:: DATA PROVIDED ::
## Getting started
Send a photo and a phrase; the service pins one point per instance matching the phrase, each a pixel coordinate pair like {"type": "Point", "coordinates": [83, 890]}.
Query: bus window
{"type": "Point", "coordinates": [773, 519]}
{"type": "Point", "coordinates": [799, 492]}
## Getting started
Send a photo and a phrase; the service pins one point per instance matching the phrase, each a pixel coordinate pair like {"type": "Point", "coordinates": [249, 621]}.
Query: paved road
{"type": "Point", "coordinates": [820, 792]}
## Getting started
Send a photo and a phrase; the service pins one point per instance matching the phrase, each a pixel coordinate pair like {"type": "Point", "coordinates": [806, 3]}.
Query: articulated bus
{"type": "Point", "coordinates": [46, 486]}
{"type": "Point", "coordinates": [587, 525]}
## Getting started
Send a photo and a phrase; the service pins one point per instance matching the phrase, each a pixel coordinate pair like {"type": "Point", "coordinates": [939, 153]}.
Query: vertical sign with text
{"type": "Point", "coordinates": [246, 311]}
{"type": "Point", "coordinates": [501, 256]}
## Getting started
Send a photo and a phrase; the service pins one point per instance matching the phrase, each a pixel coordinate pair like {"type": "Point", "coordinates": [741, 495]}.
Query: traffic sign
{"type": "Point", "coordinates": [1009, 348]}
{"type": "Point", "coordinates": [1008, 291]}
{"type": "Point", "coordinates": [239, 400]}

:: WHAT YOU WILL DO ::
Nothing but a number is expected here: the number of lines above that hold the word "matching".

:: SOLVED PROBLEM ::
5